**Instructions for the task:**
From the records below, extract the lines verbatim, beginning at the line that contains "Could you point at the ponytail" and stopping after the line that contains "<point>6,159</point>".

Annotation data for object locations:
— start —
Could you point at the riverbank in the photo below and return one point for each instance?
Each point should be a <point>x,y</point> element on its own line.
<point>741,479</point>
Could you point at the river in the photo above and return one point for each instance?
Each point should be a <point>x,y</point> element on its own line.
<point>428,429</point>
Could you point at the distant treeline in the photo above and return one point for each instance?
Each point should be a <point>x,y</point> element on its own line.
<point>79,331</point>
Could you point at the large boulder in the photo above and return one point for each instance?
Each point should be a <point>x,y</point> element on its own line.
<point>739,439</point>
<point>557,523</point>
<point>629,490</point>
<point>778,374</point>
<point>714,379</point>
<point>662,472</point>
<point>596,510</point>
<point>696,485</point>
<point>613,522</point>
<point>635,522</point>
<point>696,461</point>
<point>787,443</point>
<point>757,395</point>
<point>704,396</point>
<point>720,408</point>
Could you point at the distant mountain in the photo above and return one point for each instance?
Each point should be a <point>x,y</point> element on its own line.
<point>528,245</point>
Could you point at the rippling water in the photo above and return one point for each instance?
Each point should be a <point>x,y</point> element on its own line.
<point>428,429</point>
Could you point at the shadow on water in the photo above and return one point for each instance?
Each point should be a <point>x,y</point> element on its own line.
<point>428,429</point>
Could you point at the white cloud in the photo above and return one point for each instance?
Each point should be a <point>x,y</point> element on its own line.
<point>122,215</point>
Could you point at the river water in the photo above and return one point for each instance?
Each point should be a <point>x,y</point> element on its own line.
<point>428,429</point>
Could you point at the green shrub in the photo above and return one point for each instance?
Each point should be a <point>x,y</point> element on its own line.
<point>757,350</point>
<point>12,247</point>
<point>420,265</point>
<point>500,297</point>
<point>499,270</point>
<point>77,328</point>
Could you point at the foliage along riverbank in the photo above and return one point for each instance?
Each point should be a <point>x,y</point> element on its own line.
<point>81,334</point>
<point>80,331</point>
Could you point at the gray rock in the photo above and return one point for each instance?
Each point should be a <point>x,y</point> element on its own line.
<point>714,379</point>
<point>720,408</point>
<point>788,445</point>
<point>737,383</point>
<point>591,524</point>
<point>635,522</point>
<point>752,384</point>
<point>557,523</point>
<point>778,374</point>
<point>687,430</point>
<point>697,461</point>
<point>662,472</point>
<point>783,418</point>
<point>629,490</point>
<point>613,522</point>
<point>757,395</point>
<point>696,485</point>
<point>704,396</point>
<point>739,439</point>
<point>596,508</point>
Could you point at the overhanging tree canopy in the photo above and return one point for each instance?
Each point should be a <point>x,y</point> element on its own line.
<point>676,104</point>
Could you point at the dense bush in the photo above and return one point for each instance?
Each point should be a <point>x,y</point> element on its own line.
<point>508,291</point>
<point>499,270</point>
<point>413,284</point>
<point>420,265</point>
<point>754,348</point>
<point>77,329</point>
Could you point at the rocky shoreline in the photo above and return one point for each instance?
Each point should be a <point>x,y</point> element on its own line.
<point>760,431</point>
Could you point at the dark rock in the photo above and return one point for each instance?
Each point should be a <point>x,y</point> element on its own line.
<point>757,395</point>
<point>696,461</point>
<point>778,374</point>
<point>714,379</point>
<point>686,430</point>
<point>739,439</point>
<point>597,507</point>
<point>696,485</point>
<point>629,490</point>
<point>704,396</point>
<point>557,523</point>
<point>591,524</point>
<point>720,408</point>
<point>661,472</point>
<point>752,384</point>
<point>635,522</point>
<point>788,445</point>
— end —
— start —
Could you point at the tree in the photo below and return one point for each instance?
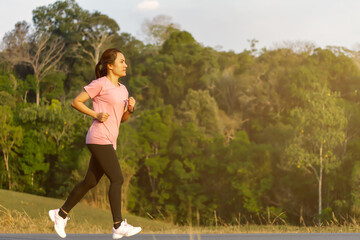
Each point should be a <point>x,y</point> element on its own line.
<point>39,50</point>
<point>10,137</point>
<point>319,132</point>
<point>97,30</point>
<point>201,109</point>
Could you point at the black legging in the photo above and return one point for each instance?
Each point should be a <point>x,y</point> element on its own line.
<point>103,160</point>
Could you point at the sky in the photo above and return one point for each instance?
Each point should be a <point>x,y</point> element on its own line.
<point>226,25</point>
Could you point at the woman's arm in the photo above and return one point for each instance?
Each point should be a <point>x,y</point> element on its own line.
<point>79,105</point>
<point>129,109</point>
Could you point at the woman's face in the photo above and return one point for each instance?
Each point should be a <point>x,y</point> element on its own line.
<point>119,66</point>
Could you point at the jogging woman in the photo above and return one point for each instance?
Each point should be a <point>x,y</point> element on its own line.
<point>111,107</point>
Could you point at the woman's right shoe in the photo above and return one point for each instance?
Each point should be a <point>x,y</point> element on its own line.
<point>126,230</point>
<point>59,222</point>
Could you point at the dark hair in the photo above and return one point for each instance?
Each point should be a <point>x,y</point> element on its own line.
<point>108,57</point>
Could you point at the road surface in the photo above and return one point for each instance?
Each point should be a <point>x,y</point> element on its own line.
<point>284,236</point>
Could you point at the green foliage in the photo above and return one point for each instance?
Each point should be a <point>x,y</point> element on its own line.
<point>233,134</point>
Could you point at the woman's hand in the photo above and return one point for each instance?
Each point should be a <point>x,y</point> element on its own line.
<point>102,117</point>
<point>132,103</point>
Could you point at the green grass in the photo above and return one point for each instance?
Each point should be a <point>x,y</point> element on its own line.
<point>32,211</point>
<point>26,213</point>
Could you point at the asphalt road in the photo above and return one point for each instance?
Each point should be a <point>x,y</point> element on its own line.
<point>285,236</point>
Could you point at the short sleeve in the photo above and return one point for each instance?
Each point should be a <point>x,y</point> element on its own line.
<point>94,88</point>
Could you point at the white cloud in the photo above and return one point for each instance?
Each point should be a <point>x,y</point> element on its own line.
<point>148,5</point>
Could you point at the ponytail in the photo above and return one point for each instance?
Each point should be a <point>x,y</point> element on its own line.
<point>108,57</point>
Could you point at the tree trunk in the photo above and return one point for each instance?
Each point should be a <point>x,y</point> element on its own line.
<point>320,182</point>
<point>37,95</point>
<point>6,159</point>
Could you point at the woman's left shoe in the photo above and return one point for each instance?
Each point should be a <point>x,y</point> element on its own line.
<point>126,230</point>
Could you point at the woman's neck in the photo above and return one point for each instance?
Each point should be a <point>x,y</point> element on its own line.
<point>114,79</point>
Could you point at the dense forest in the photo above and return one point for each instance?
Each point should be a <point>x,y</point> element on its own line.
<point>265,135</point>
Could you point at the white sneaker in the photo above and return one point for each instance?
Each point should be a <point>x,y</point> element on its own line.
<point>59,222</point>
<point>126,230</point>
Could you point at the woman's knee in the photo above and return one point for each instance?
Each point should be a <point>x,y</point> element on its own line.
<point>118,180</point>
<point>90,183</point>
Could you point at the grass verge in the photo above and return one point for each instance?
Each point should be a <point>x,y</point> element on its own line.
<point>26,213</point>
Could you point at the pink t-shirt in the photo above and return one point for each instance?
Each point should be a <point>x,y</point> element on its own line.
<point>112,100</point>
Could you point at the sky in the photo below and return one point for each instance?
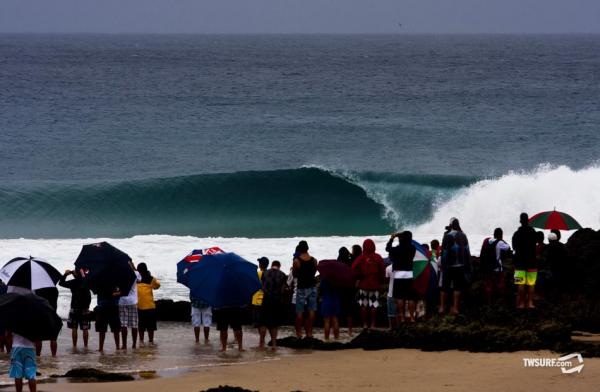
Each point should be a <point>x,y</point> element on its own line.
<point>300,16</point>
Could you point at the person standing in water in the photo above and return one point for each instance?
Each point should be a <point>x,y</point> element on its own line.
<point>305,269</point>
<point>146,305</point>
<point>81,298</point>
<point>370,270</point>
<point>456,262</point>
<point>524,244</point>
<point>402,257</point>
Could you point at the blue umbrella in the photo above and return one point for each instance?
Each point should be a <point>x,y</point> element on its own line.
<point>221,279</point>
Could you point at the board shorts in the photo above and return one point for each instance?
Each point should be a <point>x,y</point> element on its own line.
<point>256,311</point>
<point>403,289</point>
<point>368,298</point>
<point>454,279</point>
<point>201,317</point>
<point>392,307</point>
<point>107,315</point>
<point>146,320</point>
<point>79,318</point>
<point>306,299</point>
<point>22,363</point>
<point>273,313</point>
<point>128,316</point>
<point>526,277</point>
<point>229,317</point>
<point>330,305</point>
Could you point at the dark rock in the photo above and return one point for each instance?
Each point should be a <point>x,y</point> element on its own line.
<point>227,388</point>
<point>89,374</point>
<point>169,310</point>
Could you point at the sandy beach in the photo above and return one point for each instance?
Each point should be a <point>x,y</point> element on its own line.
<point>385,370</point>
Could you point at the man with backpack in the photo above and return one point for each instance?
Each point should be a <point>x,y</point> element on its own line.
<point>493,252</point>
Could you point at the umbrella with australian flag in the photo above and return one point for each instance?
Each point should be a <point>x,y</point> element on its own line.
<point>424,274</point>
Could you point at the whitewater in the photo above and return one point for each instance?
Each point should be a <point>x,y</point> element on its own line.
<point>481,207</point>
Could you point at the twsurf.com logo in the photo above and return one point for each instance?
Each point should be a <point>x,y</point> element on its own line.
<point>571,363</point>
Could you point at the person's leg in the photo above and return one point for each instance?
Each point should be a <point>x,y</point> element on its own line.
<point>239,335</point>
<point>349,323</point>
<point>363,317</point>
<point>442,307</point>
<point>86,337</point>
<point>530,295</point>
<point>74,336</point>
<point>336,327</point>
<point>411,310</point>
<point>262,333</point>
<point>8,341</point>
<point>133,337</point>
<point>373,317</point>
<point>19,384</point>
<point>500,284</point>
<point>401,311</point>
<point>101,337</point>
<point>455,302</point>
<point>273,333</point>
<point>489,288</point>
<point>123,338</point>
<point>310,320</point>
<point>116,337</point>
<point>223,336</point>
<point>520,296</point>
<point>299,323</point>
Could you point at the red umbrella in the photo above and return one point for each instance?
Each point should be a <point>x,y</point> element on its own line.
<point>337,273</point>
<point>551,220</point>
— end —
**Answer to the task:**
Could you point at the ponytail in the photo above and return one point for each instance?
Each point should be a <point>x,y</point> element on its own line.
<point>108,57</point>
Could you point at the tree trunk in the photo above and return one point for each instance?
Each point should be a <point>x,y</point> element on its own line.
<point>320,182</point>
<point>37,95</point>
<point>6,159</point>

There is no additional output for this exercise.